- _What you need to do_:
Print, please, the line that contains "Could you spot the sneaker" and each line after it to the end of the entries, unchanged and with nothing else.

- _Given information_:
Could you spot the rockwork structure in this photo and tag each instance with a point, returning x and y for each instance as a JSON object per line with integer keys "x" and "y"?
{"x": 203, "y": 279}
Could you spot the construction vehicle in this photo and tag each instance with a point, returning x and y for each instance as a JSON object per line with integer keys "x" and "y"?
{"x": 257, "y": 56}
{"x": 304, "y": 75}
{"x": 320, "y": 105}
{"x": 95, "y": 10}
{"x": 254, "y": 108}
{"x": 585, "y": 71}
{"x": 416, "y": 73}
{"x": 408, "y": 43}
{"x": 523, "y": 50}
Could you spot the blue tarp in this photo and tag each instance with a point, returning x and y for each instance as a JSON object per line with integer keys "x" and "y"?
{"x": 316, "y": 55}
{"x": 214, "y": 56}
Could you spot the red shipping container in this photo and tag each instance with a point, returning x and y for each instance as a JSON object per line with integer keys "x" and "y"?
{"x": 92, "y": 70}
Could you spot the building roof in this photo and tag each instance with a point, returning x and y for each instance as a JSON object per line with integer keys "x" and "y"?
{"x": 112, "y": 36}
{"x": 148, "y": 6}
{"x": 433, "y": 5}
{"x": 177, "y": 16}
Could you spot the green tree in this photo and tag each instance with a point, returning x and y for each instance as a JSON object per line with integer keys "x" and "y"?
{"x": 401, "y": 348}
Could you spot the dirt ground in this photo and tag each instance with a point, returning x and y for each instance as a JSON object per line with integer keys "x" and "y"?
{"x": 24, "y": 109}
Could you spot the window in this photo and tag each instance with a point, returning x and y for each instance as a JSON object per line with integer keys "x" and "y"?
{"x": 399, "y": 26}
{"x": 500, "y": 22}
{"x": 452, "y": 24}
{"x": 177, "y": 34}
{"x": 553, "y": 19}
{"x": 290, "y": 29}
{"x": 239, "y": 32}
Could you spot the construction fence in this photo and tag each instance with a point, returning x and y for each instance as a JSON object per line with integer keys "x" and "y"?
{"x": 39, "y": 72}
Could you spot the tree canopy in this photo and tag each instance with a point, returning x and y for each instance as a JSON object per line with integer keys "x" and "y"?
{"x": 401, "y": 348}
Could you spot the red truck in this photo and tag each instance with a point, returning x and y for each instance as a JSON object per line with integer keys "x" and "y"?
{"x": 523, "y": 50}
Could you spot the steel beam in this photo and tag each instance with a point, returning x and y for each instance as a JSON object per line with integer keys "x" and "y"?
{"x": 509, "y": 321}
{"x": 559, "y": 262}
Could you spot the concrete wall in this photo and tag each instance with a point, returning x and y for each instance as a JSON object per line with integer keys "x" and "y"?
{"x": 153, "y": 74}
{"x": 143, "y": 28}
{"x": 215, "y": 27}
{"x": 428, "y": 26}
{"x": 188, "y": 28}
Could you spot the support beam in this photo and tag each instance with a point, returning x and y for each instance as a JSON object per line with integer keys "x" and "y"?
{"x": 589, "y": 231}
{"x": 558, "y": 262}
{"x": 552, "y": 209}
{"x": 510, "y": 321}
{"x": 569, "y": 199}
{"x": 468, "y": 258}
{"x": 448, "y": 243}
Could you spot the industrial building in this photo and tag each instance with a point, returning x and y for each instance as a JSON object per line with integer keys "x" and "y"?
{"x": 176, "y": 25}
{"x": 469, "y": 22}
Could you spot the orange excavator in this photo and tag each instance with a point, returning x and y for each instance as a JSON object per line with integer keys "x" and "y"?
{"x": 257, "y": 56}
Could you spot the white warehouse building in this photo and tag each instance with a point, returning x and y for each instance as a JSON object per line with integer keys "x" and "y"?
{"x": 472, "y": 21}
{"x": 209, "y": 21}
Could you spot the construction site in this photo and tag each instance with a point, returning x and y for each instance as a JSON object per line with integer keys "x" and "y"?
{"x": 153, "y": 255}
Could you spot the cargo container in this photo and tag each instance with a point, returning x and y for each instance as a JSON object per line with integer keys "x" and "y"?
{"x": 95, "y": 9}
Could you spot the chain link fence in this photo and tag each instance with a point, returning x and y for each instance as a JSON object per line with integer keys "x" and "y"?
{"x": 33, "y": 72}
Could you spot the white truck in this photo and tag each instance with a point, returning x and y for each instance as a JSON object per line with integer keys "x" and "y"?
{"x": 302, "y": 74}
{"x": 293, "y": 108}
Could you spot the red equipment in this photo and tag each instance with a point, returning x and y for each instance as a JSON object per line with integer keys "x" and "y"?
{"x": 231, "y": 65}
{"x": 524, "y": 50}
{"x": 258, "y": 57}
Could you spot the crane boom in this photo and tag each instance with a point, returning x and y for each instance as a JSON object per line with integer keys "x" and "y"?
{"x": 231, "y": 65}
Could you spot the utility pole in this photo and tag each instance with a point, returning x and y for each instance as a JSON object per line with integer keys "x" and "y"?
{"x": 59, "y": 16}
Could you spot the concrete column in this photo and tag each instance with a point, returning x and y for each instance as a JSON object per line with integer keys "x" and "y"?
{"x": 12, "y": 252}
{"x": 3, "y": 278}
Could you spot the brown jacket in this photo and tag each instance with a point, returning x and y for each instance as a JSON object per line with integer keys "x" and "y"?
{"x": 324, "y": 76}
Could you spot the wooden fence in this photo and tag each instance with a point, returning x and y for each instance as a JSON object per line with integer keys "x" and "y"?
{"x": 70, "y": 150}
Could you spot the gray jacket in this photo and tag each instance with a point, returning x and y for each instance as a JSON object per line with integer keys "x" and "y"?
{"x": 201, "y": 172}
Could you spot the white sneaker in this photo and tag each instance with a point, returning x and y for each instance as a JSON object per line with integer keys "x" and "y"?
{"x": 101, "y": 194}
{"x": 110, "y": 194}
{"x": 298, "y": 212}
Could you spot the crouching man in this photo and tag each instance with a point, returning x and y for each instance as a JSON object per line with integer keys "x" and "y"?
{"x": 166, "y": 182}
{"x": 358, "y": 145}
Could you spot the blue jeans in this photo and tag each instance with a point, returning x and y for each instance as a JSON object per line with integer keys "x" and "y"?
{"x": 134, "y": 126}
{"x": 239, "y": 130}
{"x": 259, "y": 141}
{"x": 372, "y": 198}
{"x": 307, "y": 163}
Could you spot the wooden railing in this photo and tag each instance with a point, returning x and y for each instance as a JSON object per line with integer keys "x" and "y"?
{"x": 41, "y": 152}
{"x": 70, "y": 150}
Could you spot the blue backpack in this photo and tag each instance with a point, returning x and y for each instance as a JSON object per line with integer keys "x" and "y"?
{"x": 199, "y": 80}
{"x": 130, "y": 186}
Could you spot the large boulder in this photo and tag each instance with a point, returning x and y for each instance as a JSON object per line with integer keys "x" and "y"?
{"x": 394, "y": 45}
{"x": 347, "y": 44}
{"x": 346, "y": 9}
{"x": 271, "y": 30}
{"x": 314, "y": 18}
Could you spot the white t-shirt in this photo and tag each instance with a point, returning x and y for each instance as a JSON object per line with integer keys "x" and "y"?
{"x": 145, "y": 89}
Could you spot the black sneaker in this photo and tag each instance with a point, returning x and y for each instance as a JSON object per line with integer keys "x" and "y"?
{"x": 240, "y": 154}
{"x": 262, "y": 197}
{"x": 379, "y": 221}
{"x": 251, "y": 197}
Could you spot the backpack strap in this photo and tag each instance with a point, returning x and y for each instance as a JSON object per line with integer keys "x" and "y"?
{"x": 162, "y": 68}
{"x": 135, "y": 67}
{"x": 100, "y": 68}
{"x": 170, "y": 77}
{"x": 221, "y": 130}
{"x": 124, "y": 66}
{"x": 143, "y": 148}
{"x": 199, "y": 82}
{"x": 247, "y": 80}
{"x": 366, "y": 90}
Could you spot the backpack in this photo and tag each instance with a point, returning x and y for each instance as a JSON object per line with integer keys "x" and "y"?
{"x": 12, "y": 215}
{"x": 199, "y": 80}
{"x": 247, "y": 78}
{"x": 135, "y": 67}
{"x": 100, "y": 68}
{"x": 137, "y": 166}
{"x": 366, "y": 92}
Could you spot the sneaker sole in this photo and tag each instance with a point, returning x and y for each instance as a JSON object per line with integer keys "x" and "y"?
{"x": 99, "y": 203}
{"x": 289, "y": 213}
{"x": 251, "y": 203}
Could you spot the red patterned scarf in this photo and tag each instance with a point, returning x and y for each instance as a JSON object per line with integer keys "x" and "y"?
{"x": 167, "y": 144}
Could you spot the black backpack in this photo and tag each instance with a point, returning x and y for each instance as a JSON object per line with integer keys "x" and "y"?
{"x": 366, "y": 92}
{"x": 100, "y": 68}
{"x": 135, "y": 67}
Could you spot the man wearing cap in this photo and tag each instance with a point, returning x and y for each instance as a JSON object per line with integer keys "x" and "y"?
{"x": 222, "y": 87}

- _Answer to this task_:
Could you spot the sneaker sole in this photo and tag each instance with a point, returning x and y for each instance as a JSON object per line with integer keys "x" and "y"?
{"x": 99, "y": 203}
{"x": 289, "y": 213}
{"x": 251, "y": 203}
Could you spot the red patterned scarf in this photo and tag each instance with a point, returning x and y for each instance as a JSON object per line with integer keys "x" and "y"?
{"x": 167, "y": 144}
Could you spot the black backpack in this photo and tag each instance with a point, returning x and y for each instance as a JSON object per line with integer keys "x" and "y"?
{"x": 366, "y": 92}
{"x": 100, "y": 68}
{"x": 135, "y": 67}
Could you spot the man wearing cap in this photo and tag each instance with a point, returning x and y for each instance as a JSON object per line with integer keys "x" and "y"?
{"x": 222, "y": 87}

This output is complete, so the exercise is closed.